**Task prompt:**
Please turn the lines from the start of the items through the line containing "484 111 L 478", both included, into a JSON list of strings with one string per line and blank lines omitted. Leave the pictures out of the answer.

**Data for the task:**
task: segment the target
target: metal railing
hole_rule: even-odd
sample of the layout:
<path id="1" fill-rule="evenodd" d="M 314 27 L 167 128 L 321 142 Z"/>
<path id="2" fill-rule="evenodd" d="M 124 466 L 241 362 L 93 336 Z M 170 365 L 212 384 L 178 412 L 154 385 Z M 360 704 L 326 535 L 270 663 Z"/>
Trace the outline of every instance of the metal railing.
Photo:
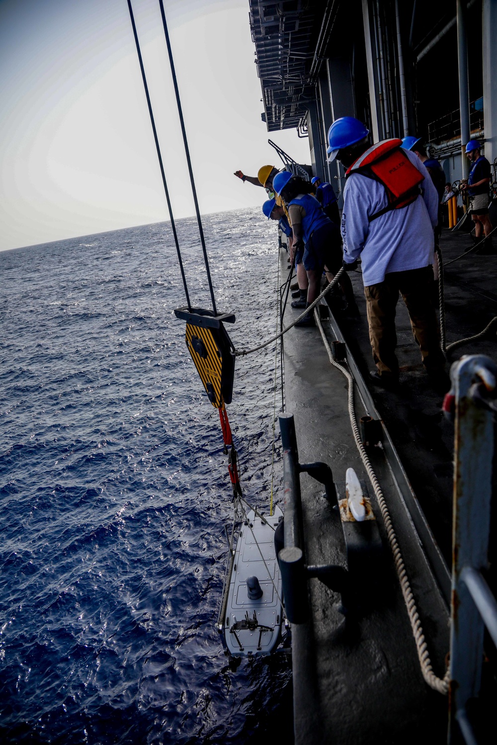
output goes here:
<path id="1" fill-rule="evenodd" d="M 484 111 L 478 98 L 469 104 L 469 129 L 483 130 Z M 448 114 L 441 116 L 428 125 L 428 139 L 429 142 L 440 142 L 460 136 L 460 112 L 459 109 L 449 111 Z"/>
<path id="2" fill-rule="evenodd" d="M 282 150 L 279 145 L 277 145 L 276 142 L 273 142 L 273 140 L 268 139 L 268 142 L 270 145 L 271 148 L 274 148 L 287 171 L 292 173 L 294 176 L 301 176 L 306 181 L 311 180 L 311 174 L 309 174 L 303 165 L 300 165 L 300 164 L 297 163 L 296 160 L 294 160 L 291 156 L 288 155 L 288 153 L 285 153 L 284 150 Z"/>
<path id="3" fill-rule="evenodd" d="M 497 645 L 497 602 L 484 576 L 497 366 L 483 355 L 468 355 L 452 365 L 451 377 L 444 402 L 446 412 L 455 416 L 448 742 L 460 741 L 460 731 L 467 745 L 476 745 L 468 704 L 480 693 L 485 627 Z"/>

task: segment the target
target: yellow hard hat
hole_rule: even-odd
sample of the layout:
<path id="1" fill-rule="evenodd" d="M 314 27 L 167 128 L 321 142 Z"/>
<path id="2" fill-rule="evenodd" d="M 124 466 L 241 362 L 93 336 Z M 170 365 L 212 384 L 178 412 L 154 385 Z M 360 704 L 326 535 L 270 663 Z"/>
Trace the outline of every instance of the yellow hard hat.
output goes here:
<path id="1" fill-rule="evenodd" d="M 273 168 L 274 168 L 273 165 L 263 165 L 257 171 L 257 178 L 259 179 L 259 180 L 260 181 L 260 183 L 262 184 L 263 186 L 265 186 L 266 181 L 269 178 L 270 174 L 273 171 Z"/>

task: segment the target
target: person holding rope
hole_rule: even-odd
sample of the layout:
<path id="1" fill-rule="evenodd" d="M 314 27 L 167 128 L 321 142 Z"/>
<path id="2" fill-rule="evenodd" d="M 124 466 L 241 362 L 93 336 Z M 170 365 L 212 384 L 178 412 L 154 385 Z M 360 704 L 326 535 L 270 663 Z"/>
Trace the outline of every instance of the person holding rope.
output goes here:
<path id="1" fill-rule="evenodd" d="M 282 173 L 288 173 L 286 171 L 281 171 Z M 274 165 L 262 165 L 257 172 L 257 177 L 254 176 L 246 176 L 241 172 L 241 171 L 235 171 L 234 176 L 238 178 L 241 179 L 241 180 L 245 183 L 248 181 L 249 183 L 253 184 L 254 186 L 262 186 L 265 189 L 269 200 L 274 199 L 276 203 L 279 207 L 282 207 L 283 212 L 286 215 L 287 221 L 290 227 L 291 227 L 291 220 L 290 219 L 290 215 L 286 209 L 286 206 L 283 200 L 278 194 L 276 194 L 273 190 L 273 179 L 275 176 L 280 173 L 279 171 Z M 268 200 L 268 201 L 269 201 Z M 291 243 L 293 242 L 293 238 L 290 240 L 290 245 L 288 246 L 288 250 L 290 251 L 291 256 Z M 306 273 L 306 270 L 303 267 L 302 262 L 300 264 L 296 264 L 296 272 L 297 272 L 297 281 L 298 283 L 299 289 L 296 290 L 295 292 L 292 293 L 292 297 L 299 298 L 303 294 L 307 294 L 307 289 L 308 288 L 308 280 L 307 279 L 307 274 Z M 293 287 L 293 285 L 292 285 Z"/>
<path id="2" fill-rule="evenodd" d="M 459 187 L 461 191 L 467 190 L 469 196 L 469 214 L 475 223 L 474 244 L 479 243 L 485 235 L 485 241 L 482 246 L 477 248 L 475 253 L 488 255 L 495 253 L 492 245 L 492 223 L 488 216 L 490 203 L 489 191 L 492 169 L 490 164 L 481 154 L 481 145 L 478 140 L 471 140 L 466 146 L 466 153 L 472 163 L 468 176 L 468 183 L 462 183 Z M 473 244 L 473 245 L 474 245 Z M 469 246 L 467 250 L 473 247 Z"/>
<path id="3" fill-rule="evenodd" d="M 323 207 L 324 214 L 332 222 L 340 225 L 338 200 L 332 185 L 327 181 L 321 181 L 319 176 L 311 179 L 311 183 L 316 189 L 316 199 Z"/>
<path id="4" fill-rule="evenodd" d="M 275 177 L 273 186 L 290 214 L 294 231 L 292 258 L 295 257 L 297 266 L 301 261 L 307 273 L 308 290 L 306 305 L 308 306 L 320 294 L 323 270 L 331 282 L 340 269 L 341 250 L 338 226 L 324 214 L 320 204 L 311 193 L 312 185 L 308 181 L 283 171 Z M 350 279 L 344 275 L 344 279 L 340 283 L 345 299 L 355 308 Z M 313 326 L 315 321 L 311 313 L 295 324 L 296 327 Z"/>
<path id="5" fill-rule="evenodd" d="M 328 132 L 328 153 L 346 168 L 343 266 L 354 269 L 361 257 L 376 366 L 370 377 L 385 388 L 398 385 L 395 314 L 400 293 L 425 369 L 435 387 L 445 392 L 450 380 L 430 293 L 438 194 L 423 164 L 401 148 L 401 140 L 370 147 L 368 135 L 358 119 L 337 119 Z"/>

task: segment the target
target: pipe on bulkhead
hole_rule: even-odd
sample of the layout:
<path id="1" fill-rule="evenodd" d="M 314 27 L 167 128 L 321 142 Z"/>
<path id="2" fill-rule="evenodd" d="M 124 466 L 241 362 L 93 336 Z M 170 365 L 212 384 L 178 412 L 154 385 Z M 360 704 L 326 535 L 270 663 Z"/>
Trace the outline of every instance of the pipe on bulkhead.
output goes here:
<path id="1" fill-rule="evenodd" d="M 460 118 L 460 156 L 463 178 L 469 170 L 466 156 L 466 145 L 469 142 L 469 83 L 468 80 L 468 43 L 466 34 L 466 9 L 462 0 L 457 0 L 458 69 L 459 71 L 459 116 Z"/>
<path id="2" fill-rule="evenodd" d="M 382 88 L 383 89 L 383 115 L 384 121 L 384 128 L 383 131 L 384 133 L 385 139 L 387 139 L 390 136 L 390 124 L 388 111 L 388 97 L 387 94 L 387 75 L 385 72 L 384 56 L 383 53 L 383 36 L 382 34 L 382 22 L 380 20 L 379 13 L 379 0 L 376 0 L 376 12 L 373 5 L 373 14 L 375 16 L 375 25 L 378 39 L 378 51 L 379 53 L 379 70 L 382 79 Z"/>
<path id="3" fill-rule="evenodd" d="M 399 59 L 399 81 L 400 83 L 400 100 L 402 108 L 402 130 L 404 137 L 409 134 L 408 123 L 408 101 L 405 93 L 405 74 L 404 73 L 404 57 L 402 55 L 402 39 L 400 35 L 400 16 L 399 14 L 399 0 L 395 0 L 395 24 L 397 30 L 397 57 Z"/>

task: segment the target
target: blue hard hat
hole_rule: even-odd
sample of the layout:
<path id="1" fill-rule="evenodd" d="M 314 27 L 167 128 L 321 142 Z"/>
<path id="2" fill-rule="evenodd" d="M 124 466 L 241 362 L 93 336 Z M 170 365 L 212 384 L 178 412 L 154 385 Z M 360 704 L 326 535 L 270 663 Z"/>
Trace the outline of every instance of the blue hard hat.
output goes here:
<path id="1" fill-rule="evenodd" d="M 274 193 L 279 196 L 290 179 L 292 177 L 293 174 L 288 171 L 282 171 L 281 173 L 276 174 L 273 179 L 273 191 Z"/>
<path id="2" fill-rule="evenodd" d="M 466 152 L 470 153 L 472 150 L 481 150 L 481 143 L 478 140 L 469 140 L 466 146 Z"/>
<path id="3" fill-rule="evenodd" d="M 420 137 L 404 137 L 402 139 L 402 148 L 404 150 L 412 150 L 417 142 L 420 142 Z"/>
<path id="4" fill-rule="evenodd" d="M 267 199 L 266 201 L 262 205 L 262 212 L 266 215 L 268 219 L 271 216 L 271 212 L 274 209 L 274 205 L 276 203 L 276 199 Z"/>
<path id="5" fill-rule="evenodd" d="M 353 116 L 341 116 L 336 119 L 328 130 L 328 142 L 329 148 L 326 152 L 329 157 L 328 161 L 335 160 L 339 150 L 349 148 L 351 145 L 360 142 L 370 133 L 370 130 L 362 121 Z"/>

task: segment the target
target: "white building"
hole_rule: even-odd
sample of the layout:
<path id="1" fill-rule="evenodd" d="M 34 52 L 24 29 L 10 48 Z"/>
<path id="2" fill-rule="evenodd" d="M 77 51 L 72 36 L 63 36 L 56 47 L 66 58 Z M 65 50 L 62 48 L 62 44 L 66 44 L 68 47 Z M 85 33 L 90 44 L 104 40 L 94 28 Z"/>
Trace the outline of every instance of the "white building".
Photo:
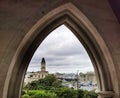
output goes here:
<path id="1" fill-rule="evenodd" d="M 48 71 L 46 71 L 46 62 L 45 62 L 45 59 L 42 58 L 41 71 L 27 72 L 25 75 L 24 83 L 26 85 L 32 81 L 45 78 L 47 75 L 48 75 Z"/>

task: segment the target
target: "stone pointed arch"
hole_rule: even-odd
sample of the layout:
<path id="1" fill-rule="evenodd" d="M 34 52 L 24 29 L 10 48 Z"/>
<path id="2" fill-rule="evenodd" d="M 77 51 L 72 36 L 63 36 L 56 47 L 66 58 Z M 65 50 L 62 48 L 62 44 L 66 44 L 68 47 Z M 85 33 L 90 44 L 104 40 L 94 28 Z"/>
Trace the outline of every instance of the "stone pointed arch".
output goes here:
<path id="1" fill-rule="evenodd" d="M 73 4 L 67 3 L 42 17 L 25 35 L 9 67 L 3 98 L 20 98 L 24 74 L 33 53 L 45 37 L 61 24 L 71 29 L 86 48 L 99 80 L 102 98 L 111 98 L 113 91 L 119 91 L 118 81 L 114 81 L 116 73 L 112 57 L 104 40 L 90 20 Z"/>

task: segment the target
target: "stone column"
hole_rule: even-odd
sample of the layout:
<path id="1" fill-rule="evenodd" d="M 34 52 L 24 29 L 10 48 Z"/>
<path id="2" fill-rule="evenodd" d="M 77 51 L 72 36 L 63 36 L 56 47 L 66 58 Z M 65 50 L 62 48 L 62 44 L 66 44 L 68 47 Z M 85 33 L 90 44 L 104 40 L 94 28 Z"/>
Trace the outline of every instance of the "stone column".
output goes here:
<path id="1" fill-rule="evenodd" d="M 100 91 L 98 92 L 98 98 L 113 98 L 113 91 Z"/>

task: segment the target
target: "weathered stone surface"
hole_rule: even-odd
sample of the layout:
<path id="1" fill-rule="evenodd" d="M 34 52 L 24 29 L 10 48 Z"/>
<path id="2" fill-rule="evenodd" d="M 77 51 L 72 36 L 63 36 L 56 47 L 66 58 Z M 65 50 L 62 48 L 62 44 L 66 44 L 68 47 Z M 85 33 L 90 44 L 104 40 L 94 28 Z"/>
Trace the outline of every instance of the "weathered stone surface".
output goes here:
<path id="1" fill-rule="evenodd" d="M 23 38 L 38 20 L 53 9 L 68 2 L 71 2 L 84 13 L 105 41 L 114 63 L 114 68 L 112 66 L 110 70 L 111 75 L 113 75 L 110 82 L 118 85 L 118 87 L 115 86 L 112 90 L 116 94 L 115 98 L 120 97 L 120 24 L 108 0 L 55 0 L 52 2 L 50 0 L 7 2 L 6 0 L 5 2 L 0 2 L 0 98 L 6 98 L 5 96 L 3 97 L 3 93 L 7 92 L 5 80 L 7 75 L 11 77 L 8 70 L 11 69 L 12 71 L 10 65 L 13 64 L 11 64 L 14 60 L 13 57 L 18 57 L 15 53 L 19 50 L 18 47 Z M 28 43 L 31 42 L 32 40 L 29 40 Z M 22 51 L 25 50 L 22 49 Z M 22 57 L 23 55 L 24 52 L 19 56 Z M 116 76 L 114 76 L 115 74 Z M 12 96 L 7 98 L 12 98 Z"/>

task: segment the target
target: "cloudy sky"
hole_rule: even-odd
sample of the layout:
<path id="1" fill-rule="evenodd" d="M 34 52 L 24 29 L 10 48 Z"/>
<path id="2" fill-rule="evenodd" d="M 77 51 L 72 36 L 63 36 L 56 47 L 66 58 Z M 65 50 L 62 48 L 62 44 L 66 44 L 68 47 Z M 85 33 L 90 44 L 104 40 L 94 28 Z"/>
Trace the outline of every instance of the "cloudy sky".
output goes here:
<path id="1" fill-rule="evenodd" d="M 84 47 L 65 25 L 52 31 L 40 44 L 27 71 L 40 71 L 42 57 L 49 73 L 94 71 Z"/>

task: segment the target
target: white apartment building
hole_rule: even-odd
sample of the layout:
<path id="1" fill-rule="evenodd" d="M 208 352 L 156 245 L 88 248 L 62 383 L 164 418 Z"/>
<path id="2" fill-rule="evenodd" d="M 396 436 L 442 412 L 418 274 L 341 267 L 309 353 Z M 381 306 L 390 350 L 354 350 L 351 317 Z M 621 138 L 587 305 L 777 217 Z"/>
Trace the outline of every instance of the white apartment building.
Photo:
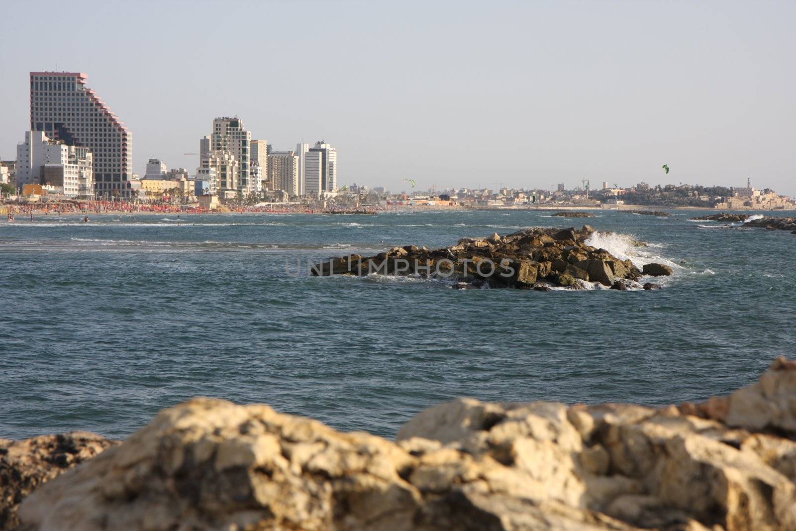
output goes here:
<path id="1" fill-rule="evenodd" d="M 25 131 L 25 142 L 17 146 L 17 184 L 52 186 L 68 197 L 93 197 L 93 162 L 87 147 Z"/>
<path id="2" fill-rule="evenodd" d="M 212 169 L 213 171 L 202 171 L 203 169 Z M 228 151 L 217 151 L 205 156 L 201 161 L 201 166 L 197 168 L 197 178 L 213 177 L 210 181 L 211 193 L 219 193 L 226 191 L 238 190 L 238 177 L 240 175 L 240 163 Z"/>
<path id="3" fill-rule="evenodd" d="M 76 72 L 30 72 L 30 130 L 93 154 L 97 194 L 130 197 L 133 139 L 96 92 Z"/>
<path id="4" fill-rule="evenodd" d="M 218 174 L 216 168 L 197 168 L 197 182 L 206 182 L 206 187 L 197 191 L 197 195 L 208 193 L 209 195 L 218 194 Z"/>
<path id="5" fill-rule="evenodd" d="M 305 193 L 307 193 L 306 185 L 305 184 L 306 179 L 304 175 L 304 161 L 309 150 L 310 144 L 296 144 L 296 154 L 298 155 L 298 195 L 304 195 Z"/>
<path id="6" fill-rule="evenodd" d="M 207 138 L 207 137 L 205 137 Z M 243 122 L 238 118 L 222 116 L 213 121 L 213 134 L 210 135 L 209 150 L 217 156 L 237 162 L 237 175 L 224 178 L 219 172 L 219 185 L 224 190 L 236 190 L 244 195 L 255 191 L 255 183 L 250 176 L 252 133 L 246 131 Z M 226 157 L 224 154 L 228 154 Z M 226 185 L 224 185 L 226 183 Z"/>
<path id="7" fill-rule="evenodd" d="M 146 174 L 144 175 L 144 178 L 162 179 L 166 175 L 166 171 L 168 170 L 166 167 L 166 162 L 160 162 L 159 158 L 150 158 L 149 162 L 146 162 Z"/>
<path id="8" fill-rule="evenodd" d="M 298 195 L 298 155 L 295 151 L 271 151 L 268 154 L 268 181 L 272 189 Z"/>
<path id="9" fill-rule="evenodd" d="M 255 192 L 259 193 L 267 189 L 268 143 L 266 140 L 252 140 L 251 148 L 252 180 L 254 182 Z"/>

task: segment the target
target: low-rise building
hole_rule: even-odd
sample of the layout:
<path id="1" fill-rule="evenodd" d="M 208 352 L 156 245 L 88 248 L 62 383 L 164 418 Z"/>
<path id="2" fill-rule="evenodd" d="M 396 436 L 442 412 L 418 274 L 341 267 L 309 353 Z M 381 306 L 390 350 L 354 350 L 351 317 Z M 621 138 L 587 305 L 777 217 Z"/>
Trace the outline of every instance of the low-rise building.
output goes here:
<path id="1" fill-rule="evenodd" d="M 66 197 L 93 197 L 93 163 L 88 147 L 25 131 L 25 142 L 17 146 L 17 184 L 46 185 Z"/>

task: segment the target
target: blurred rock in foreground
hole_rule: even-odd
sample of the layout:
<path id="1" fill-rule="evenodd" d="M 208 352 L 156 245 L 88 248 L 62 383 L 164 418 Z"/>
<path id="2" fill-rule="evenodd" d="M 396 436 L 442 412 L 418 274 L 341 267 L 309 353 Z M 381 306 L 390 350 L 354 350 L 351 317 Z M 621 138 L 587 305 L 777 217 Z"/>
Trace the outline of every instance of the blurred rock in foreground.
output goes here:
<path id="1" fill-rule="evenodd" d="M 19 523 L 17 506 L 37 486 L 114 444 L 118 443 L 85 431 L 0 439 L 0 529 Z"/>
<path id="2" fill-rule="evenodd" d="M 196 399 L 18 515 L 25 531 L 796 529 L 794 435 L 784 358 L 699 404 L 462 399 L 420 412 L 397 443 Z"/>

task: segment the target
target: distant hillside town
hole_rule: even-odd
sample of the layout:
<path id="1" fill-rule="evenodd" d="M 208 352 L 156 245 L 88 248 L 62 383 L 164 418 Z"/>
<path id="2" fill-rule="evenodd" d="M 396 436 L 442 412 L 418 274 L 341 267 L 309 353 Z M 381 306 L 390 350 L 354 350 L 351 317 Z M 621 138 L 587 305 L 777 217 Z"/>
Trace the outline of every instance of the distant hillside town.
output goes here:
<path id="1" fill-rule="evenodd" d="M 0 197 L 6 201 L 112 201 L 215 209 L 283 205 L 321 208 L 620 208 L 623 205 L 703 207 L 731 210 L 794 209 L 788 196 L 770 189 L 639 182 L 630 188 L 592 189 L 587 180 L 568 189 L 458 188 L 407 189 L 343 184 L 338 151 L 325 140 L 278 150 L 253 139 L 237 116 L 215 118 L 198 139 L 194 169 L 169 169 L 150 158 L 142 177 L 133 173 L 133 138 L 120 119 L 86 85 L 82 72 L 30 72 L 30 127 L 21 135 L 14 160 L 0 161 Z M 209 124 L 210 120 L 209 120 Z M 665 165 L 668 173 L 668 166 Z"/>

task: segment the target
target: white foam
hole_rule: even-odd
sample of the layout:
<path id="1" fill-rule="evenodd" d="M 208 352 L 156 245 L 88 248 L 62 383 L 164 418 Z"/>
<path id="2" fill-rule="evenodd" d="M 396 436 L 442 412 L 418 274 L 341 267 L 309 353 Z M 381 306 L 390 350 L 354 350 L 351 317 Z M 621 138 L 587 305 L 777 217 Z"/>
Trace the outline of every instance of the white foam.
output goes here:
<path id="1" fill-rule="evenodd" d="M 661 248 L 650 245 L 642 248 L 636 247 L 636 239 L 629 234 L 617 232 L 594 232 L 586 240 L 587 245 L 603 248 L 619 260 L 630 260 L 633 265 L 639 269 L 646 264 L 663 264 L 673 268 L 683 269 L 682 266 L 672 260 L 655 254 L 655 250 Z"/>

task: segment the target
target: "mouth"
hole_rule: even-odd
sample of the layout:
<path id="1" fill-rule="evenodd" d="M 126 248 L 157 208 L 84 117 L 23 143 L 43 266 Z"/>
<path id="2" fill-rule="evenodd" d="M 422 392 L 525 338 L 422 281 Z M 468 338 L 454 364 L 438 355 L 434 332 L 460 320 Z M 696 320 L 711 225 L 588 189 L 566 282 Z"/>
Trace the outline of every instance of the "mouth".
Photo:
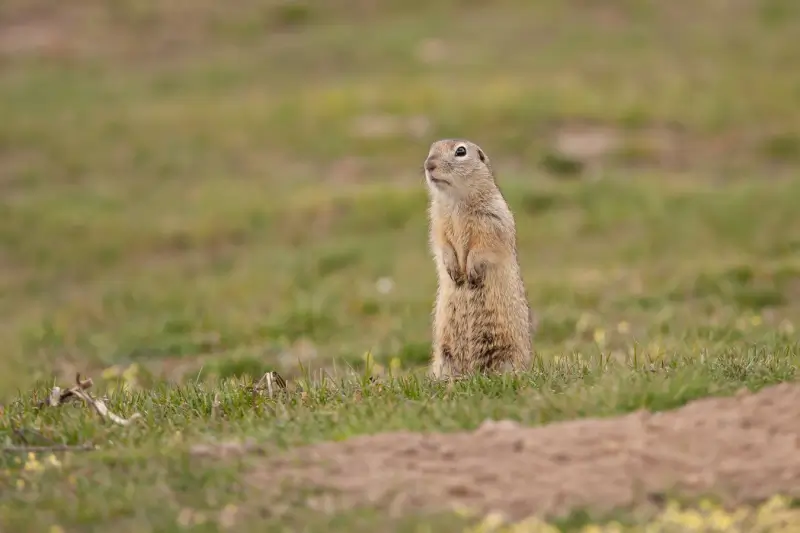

**Response to the task:**
[
  "task: segment the target",
  "target: metal railing",
  "hole_rule: even-odd",
  "sample of the layout:",
  "<path id=\"1\" fill-rule=\"evenodd\" d=\"M 314 27 L 167 128 L 321 142 Z\"/>",
  "<path id=\"2\" fill-rule=\"evenodd\" d=\"M 124 466 L 241 362 L 93 336 Z M 170 365 L 212 384 L 178 412 L 154 385 Z M 360 704 L 326 535 L 270 663 Z\"/>",
  "Trace the outline of every instance of the metal railing.",
  "Photo:",
  "output goes here:",
  "<path id=\"1\" fill-rule=\"evenodd\" d=\"M 484 111 L 478 98 L 469 104 L 469 129 L 483 130 Z M 448 114 L 441 116 L 428 125 L 428 139 L 429 142 L 440 142 L 460 136 L 460 112 L 459 109 L 449 111 Z\"/>"
]